**Entries shown**
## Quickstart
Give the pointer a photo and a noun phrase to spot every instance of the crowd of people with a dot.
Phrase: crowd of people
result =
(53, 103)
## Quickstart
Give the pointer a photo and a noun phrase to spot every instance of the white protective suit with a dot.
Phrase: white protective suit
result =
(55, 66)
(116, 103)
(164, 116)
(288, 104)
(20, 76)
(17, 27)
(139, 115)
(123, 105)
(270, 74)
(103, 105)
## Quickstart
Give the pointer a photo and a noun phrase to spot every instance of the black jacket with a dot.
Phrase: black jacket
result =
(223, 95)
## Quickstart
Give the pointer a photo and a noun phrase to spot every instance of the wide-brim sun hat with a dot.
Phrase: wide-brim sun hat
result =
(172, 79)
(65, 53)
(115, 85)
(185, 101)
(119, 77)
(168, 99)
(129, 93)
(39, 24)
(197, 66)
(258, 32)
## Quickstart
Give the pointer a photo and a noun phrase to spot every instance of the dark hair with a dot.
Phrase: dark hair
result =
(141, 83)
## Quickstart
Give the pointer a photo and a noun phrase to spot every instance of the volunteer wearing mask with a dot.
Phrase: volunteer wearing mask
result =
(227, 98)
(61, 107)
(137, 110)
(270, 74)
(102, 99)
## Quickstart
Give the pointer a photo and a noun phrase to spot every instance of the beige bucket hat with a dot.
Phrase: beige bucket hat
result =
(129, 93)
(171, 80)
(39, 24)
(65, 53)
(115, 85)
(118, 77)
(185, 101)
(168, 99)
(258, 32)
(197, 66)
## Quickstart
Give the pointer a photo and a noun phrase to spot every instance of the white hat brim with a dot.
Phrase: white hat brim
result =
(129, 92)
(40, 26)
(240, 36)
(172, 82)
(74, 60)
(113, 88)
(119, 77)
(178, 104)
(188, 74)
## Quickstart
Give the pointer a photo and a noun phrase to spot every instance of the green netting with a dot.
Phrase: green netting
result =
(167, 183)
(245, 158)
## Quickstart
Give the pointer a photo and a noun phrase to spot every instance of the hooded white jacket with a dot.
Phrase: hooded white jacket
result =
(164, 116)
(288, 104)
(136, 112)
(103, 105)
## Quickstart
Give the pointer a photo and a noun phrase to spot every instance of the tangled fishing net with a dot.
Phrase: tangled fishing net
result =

**To do**
Write out the records above again, keeping each one identical to the original.

**Response to the task**
## Quickstart
Give the pointer a photo and a noun phrase to spot every instance of the crowd of people with a dot.
Phrase: crowd of people
result =
(53, 103)
## Quickstart
Give the pointer a photo and a noun phrase to spot every instance of the white protective suit with a dot.
Phrase: white protective suit
result =
(55, 66)
(116, 103)
(164, 116)
(288, 104)
(20, 76)
(17, 27)
(139, 115)
(123, 105)
(270, 74)
(103, 105)
## Quickstart
Give the pointer a photo and a noun phrase to spot every instance of the black jacket with a dot.
Phrase: black jacket
result =
(223, 95)
## Quickstart
Give the pointer a photo and a noun phrase to spot every instance of the wide-brim sun hat with a dot.
Phrase: wide-brim sun hat
result =
(172, 79)
(65, 53)
(115, 85)
(185, 101)
(119, 77)
(168, 99)
(129, 93)
(39, 24)
(197, 66)
(258, 32)
## Quickstart
Give the pointer a photo and a noun phrase to spot every instance of the dark hair with a dot.
Phrase: dark hair
result =
(141, 83)
## Quickstart
Give the pointer a photo and a noun phrase to spot every instance of the volunteer wearing mask with a dot.
Phrase: volunteer wearing mask
result =
(227, 98)
(61, 107)
(137, 110)
(270, 74)
(102, 99)
## Quickstart
Give the pointer a photo and a noun phrase to spot every instance of the beige bucket hat with a dot.
Phrase: beige bucket hat
result =
(129, 93)
(171, 80)
(39, 24)
(65, 53)
(115, 85)
(118, 77)
(185, 101)
(168, 99)
(258, 32)
(197, 66)
## Quickstart
Give the pointer a photo and a noun phrase to spot every instance of the white hat brim with a dot.
Phrase: white hat brim
result =
(129, 92)
(40, 26)
(240, 36)
(172, 82)
(74, 60)
(113, 88)
(119, 77)
(178, 104)
(188, 74)
## Quickstart
Give the pointer a photo and a noun phrase to spot every instance of the green netting with a dot.
Phrase: green netting
result =
(167, 183)
(245, 158)
## Quickstart
Give the pointer a photo and a noun phrase to spot every instance of the hooded white jacket with a dot.
Phrase: hooded white jacket
result =
(164, 116)
(288, 104)
(136, 112)
(103, 105)
## Quickstart
Give the pointer a photo and a noun phrase to spot every instance of the tangled fishing net with a dot.
Phrase: tangled fishing net
result =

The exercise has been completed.